• [Exercise description]: Turn the part of the listing that opens with the line containing "trunk, newline-separated, in" and closes with the line containing "column 290, row 164", both included, into a Markdown table with the columns Row and Listing line. Number each line in order and leave out blank lines.

[Start]

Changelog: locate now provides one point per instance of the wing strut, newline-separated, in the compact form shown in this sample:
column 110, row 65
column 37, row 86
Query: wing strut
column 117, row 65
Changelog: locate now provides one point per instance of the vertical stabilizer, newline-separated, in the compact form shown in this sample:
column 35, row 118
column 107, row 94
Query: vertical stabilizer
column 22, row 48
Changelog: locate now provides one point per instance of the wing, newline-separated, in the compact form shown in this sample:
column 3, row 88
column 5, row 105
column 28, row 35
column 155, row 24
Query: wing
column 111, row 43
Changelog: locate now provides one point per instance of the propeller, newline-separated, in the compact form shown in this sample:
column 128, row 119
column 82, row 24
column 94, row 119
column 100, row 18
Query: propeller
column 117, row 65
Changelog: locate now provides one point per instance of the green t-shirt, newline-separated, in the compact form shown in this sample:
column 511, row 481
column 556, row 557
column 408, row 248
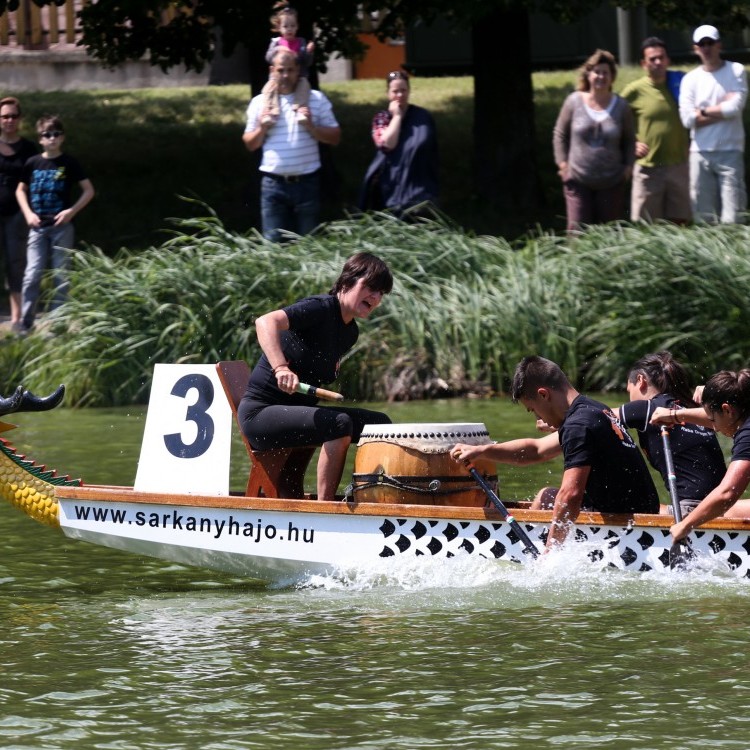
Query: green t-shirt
column 658, row 123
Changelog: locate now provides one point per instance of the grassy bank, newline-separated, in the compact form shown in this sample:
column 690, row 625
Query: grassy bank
column 144, row 148
column 464, row 310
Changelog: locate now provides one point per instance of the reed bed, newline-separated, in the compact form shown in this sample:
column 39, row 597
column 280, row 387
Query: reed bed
column 464, row 308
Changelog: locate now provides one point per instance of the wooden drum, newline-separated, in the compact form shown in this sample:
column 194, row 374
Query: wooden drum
column 410, row 463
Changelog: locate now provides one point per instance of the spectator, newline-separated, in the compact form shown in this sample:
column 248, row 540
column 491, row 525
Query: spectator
column 661, row 176
column 44, row 195
column 285, row 23
column 290, row 165
column 594, row 145
column 712, row 99
column 14, row 152
column 404, row 172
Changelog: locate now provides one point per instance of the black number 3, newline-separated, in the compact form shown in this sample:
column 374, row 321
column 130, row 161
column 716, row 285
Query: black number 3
column 197, row 413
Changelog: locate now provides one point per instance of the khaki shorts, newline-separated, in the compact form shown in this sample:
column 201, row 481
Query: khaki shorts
column 661, row 193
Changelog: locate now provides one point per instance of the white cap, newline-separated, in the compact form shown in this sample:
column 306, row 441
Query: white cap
column 705, row 32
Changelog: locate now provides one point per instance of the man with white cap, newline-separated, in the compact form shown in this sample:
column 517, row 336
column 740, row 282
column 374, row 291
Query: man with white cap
column 712, row 98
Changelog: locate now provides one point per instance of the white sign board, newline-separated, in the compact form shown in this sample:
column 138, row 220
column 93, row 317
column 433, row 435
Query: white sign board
column 187, row 438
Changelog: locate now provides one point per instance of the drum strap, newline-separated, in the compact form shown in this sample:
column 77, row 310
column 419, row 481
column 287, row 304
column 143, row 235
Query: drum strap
column 412, row 483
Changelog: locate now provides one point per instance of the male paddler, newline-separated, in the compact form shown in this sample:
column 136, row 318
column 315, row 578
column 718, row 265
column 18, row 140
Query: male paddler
column 603, row 471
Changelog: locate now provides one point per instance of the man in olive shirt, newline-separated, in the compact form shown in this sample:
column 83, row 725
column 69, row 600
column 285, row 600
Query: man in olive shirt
column 661, row 177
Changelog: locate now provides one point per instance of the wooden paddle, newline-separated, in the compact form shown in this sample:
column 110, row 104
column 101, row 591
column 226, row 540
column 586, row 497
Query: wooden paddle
column 312, row 390
column 495, row 500
column 681, row 552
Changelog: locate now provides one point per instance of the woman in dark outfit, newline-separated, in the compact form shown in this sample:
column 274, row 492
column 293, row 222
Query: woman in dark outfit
column 726, row 407
column 404, row 172
column 657, row 380
column 14, row 152
column 304, row 342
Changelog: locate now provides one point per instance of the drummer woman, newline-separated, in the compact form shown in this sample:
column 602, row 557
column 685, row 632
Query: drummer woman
column 726, row 407
column 304, row 342
column 658, row 380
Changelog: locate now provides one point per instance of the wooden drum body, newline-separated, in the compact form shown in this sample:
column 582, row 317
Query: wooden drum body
column 410, row 463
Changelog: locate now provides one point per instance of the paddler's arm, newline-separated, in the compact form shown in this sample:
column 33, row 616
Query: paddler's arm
column 567, row 505
column 670, row 417
column 718, row 501
column 520, row 452
column 269, row 328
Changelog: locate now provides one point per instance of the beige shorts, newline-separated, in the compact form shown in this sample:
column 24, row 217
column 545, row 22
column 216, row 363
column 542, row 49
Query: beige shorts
column 661, row 193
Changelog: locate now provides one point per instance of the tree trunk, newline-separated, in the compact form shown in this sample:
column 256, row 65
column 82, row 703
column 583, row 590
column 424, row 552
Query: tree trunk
column 505, row 165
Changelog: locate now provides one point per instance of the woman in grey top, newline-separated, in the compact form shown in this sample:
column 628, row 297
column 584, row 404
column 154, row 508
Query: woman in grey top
column 594, row 145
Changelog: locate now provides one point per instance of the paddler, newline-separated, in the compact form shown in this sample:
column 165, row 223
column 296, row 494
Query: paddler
column 603, row 469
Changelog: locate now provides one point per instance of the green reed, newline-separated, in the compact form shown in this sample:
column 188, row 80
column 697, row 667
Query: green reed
column 464, row 308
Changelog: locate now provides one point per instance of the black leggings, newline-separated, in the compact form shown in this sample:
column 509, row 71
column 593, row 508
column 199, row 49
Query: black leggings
column 275, row 426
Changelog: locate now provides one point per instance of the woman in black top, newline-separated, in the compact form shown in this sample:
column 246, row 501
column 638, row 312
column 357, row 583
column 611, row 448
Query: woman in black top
column 14, row 152
column 304, row 342
column 725, row 405
column 657, row 380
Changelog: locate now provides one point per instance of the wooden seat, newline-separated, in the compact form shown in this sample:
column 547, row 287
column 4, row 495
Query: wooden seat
column 279, row 472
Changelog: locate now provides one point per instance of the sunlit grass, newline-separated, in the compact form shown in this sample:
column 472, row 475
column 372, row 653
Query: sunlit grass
column 464, row 308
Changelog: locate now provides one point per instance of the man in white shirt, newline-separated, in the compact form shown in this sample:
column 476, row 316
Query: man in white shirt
column 712, row 98
column 290, row 164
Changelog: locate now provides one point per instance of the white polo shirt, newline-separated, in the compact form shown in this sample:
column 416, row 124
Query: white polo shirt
column 288, row 148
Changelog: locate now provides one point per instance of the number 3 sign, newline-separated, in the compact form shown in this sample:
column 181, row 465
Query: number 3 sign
column 188, row 433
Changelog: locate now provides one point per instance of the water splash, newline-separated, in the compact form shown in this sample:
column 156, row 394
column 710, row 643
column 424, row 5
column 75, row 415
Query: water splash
column 564, row 577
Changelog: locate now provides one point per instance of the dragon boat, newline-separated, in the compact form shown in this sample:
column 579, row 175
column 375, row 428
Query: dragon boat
column 407, row 499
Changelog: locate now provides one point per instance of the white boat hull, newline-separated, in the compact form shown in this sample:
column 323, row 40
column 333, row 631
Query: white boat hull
column 279, row 541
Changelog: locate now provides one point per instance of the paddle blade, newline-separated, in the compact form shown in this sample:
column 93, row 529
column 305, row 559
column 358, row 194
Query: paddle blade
column 680, row 554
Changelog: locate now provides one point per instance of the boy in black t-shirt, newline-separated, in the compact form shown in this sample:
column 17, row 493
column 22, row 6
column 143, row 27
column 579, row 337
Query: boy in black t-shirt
column 603, row 468
column 44, row 195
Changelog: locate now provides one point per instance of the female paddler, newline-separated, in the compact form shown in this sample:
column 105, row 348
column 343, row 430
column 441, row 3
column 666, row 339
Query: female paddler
column 725, row 407
column 304, row 342
column 658, row 380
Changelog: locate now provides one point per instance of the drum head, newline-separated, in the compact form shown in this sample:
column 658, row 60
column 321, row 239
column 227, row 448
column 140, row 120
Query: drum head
column 429, row 437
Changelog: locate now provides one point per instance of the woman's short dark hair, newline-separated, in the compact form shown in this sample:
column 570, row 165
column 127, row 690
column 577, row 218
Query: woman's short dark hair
column 666, row 374
column 600, row 57
column 365, row 266
column 728, row 387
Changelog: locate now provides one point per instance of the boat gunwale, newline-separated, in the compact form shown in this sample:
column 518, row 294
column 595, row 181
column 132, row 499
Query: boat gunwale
column 123, row 494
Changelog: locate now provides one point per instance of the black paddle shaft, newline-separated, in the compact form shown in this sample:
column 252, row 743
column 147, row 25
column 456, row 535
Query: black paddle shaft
column 681, row 551
column 671, row 476
column 495, row 500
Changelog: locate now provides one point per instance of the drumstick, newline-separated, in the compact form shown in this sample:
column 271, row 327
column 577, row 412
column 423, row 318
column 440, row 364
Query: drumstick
column 312, row 390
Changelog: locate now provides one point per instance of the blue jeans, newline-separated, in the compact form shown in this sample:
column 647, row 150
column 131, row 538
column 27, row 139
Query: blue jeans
column 46, row 246
column 292, row 206
column 717, row 185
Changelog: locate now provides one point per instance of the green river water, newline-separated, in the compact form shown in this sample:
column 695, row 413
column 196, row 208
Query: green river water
column 100, row 649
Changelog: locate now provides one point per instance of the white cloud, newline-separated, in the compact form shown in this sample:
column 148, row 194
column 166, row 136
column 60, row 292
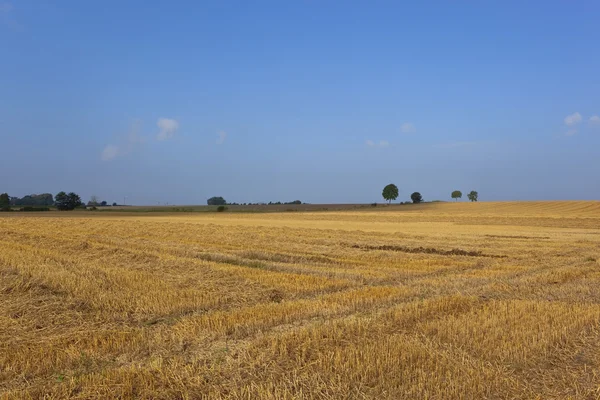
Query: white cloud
column 128, row 142
column 111, row 151
column 381, row 143
column 167, row 127
column 222, row 135
column 573, row 119
column 408, row 127
column 455, row 145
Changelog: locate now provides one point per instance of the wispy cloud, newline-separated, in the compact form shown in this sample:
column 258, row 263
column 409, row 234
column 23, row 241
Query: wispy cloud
column 573, row 119
column 408, row 127
column 167, row 127
column 110, row 151
column 381, row 143
column 455, row 145
column 127, row 143
column 221, row 136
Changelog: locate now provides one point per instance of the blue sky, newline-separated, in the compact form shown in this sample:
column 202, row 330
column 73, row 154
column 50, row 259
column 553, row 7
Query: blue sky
column 322, row 101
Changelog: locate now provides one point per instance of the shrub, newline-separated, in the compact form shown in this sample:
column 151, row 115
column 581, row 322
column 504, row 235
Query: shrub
column 29, row 208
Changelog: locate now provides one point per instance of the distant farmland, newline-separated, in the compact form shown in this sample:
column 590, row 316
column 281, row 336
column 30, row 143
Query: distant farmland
column 432, row 301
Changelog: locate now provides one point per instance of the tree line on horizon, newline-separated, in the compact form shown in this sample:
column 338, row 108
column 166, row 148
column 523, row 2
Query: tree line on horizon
column 390, row 192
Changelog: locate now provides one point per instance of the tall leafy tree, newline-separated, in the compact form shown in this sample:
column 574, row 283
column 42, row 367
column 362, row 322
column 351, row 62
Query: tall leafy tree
column 4, row 201
column 390, row 192
column 457, row 194
column 67, row 202
column 416, row 197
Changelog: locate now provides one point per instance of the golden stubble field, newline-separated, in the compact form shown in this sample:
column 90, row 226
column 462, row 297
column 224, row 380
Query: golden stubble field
column 438, row 301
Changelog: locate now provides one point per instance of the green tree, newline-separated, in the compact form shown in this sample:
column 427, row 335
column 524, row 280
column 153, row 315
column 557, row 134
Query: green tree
column 416, row 197
column 216, row 201
column 390, row 192
column 473, row 195
column 4, row 201
column 67, row 202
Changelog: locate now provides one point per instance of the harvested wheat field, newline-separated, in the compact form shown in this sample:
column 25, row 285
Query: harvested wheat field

[End]

• [Answer to the task]:
| Row | Listing line |
|---|---|
| 1 | Changelog: locate now provides one point per instance of the tree trunk, newline-separated, in the compact form shown in this sample: |
| 2 | column 256, row 65 |
| 3 | column 82, row 703 |
| 4 | column 583, row 590 |
| 5 | column 424, row 552 |
| 6 | Query: tree trunk |
| 7 | column 505, row 165 |
| 8 | Changelog: locate now provides one point per instance of the woman in grey top, newline-separated, in the compact form shown in this sample: |
| 9 | column 628, row 297 |
| 10 | column 584, row 404 |
| 11 | column 154, row 508 |
| 12 | Query: woman in grey top |
| 13 | column 594, row 145 |
| 14 | Changelog: locate now provides one point per instance of the paddler, newline-separated, in the compact form shown in this sample: |
| 15 | column 165, row 223 |
| 16 | column 296, row 494 |
| 17 | Query: paddler |
| 18 | column 603, row 469 |
| 19 | Changelog: locate now provides one point per instance of the green reed, newline-separated, in the compact form shown in this sample: |
| 20 | column 188, row 80 |
| 21 | column 697, row 667 |
| 22 | Query: green reed |
| 23 | column 464, row 308 |
| 24 | Changelog: locate now provides one point per instance of the black leggings, newline-separated, in the compact form shown in this sample: |
| 25 | column 509, row 71 |
| 26 | column 593, row 508 |
| 27 | column 199, row 49 |
| 28 | Query: black leggings |
| 29 | column 275, row 426 |
| 30 | Changelog: locate now provides one point per instance of the woman in black top, newline-separated, in the compact form shown in this sample: |
| 31 | column 246, row 501 |
| 32 | column 638, row 312 |
| 33 | column 357, row 583 |
| 34 | column 611, row 448 |
| 35 | Query: woman in black top |
| 36 | column 14, row 152 |
| 37 | column 304, row 342 |
| 38 | column 725, row 405 |
| 39 | column 657, row 380 |
| 40 | Changelog: locate now provides one point per instance of the wooden seat, newline-separated, in the compact form shown in this sample: |
| 41 | column 547, row 287 |
| 42 | column 4, row 495 |
| 43 | Query: wooden seat |
| 44 | column 279, row 472 |
| 45 | Changelog: locate now provides one point per instance of the sunlit grass, newline-separated, in the compact form shown in this sample: |
| 46 | column 472, row 475 |
| 47 | column 372, row 653 |
| 48 | Query: sunlit grass |
| 49 | column 464, row 308 |
| 50 | Changelog: locate now provides one point per instance of the man in white shirt, newline-separated, in the compact form shown in this sample: |
| 51 | column 476, row 316 |
| 52 | Query: man in white shirt |
| 53 | column 712, row 98 |
| 54 | column 290, row 164 |